• [Directions]
#1 In the news article on China's rebuke of the foreign correspondents' club, who called the club's members lacking in principles, and where did she say it?
#2 Translate this sentence from the news article on China's rebuke of the foreign correspondents' club into Spanish: "While Beijing has long described the FCCC as illegal, the rebuke as a whole was harsher than in the past."
#3 Continue the news article on China's rebuke of the foreign correspondents' club from its final sentence.

China takes aim at 'illegal' club for foreign correspondents

China's criticism of reporters from abroad has become more pointed under the rule of President Xi Jinping.
China's criticism of reporters from abroad has become more pointed under the rule of President Xi Jinping.PHOTO: BLOOMBERG

BEIJING (BLOOMBERG) - China slammed a foreign correspondents' club in the country as an "illegal organisation" in a move that broadens its attack on journalists whose reports differ from the government's official line.

The Foreign Correspondents' Club of China has no sense of right and wrong and lacks principles, Foreign Ministry spokesman Hua Chunying said at a regular press briefing on Thursday (April 1) in Beijing.

"Fewer than half of foreign correspondents in China are members of the FCCC, and most of them are Western journalists from the US and Europe," she said. "Foreign journalists in China should feel lucky."

The FCCC declined to comment.

While Beijing has long described the FCCC as illegal, the rebuke as a whole was harsher than in the past. China's criticism of reporters from abroad has become more pointed under the rule of President Xi Jinping, especially as China hits back at Western criticism of its activities in Xinjiang.

Spokesmen for the government now regularly criticise reporters during press briefings, saying they lack credibility or complain about their use of the word "camps" in the far western region.

The government insists they be called vocational education "centres".

• [Recorded information]
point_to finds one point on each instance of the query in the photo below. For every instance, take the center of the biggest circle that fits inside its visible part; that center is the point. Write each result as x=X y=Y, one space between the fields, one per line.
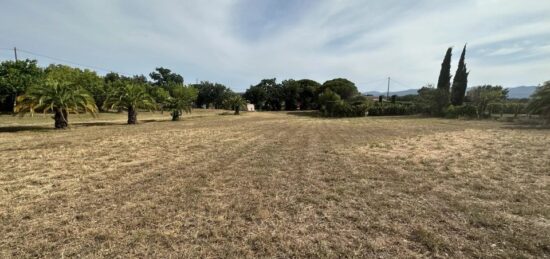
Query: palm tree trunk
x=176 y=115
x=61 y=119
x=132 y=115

...

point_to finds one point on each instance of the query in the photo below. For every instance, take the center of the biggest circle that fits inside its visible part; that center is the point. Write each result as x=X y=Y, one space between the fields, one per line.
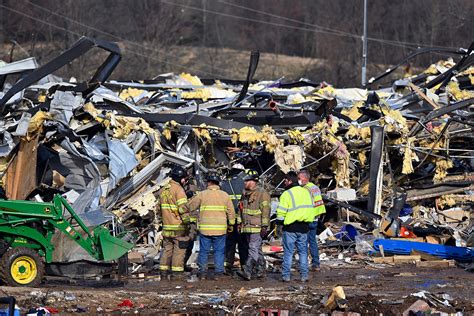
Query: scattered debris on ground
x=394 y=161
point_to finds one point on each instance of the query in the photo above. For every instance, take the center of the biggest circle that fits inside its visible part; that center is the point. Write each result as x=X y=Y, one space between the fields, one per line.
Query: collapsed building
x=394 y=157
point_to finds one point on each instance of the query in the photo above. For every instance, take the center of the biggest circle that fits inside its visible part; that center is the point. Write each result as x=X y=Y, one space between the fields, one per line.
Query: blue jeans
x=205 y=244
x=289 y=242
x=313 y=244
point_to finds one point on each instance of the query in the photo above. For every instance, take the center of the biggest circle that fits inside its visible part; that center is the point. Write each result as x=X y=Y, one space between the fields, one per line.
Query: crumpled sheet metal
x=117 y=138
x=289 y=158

• [Per-task answers]
#1 Foreign Ministry spokesman Hua Chunying said it at a regular press briefing in Beijing.

#2 Aunque Pekín lleva mucho tiempo calificando al FCCC de ilegal, la reprimenda en su conjunto fue más dura que en el pasado.

#3
Western governments, including the US, accuse China of interning as many as one million Muslim Uighurs in Xinjiang and forcing them to work. Beijing denies the allegations, saying it is fighting religious extremism and providing jobs.

The BBC's China correspondent John Sudworth recently left Beijing for Taipei after criticism from the government over recent coverage.

The BBC News Press Team said in a statement that his reporting "exposed truths the Chinese authorities did not want the world to know".

The Communist Party-backed Global Times characterised Mr Sudworth's work as biased. "From stigmatising China as being the origin of the novel coronavirus to claiming Xinjiang's cotton was 'tainted', Sudworth has participated in many of BBC's notorious reports attacking China in recent years," it said.

Beijing last year kicked a slew of foreign reporters out of the country, saying most of the expulsions were in response to curbs the US placed on Chinese reporters.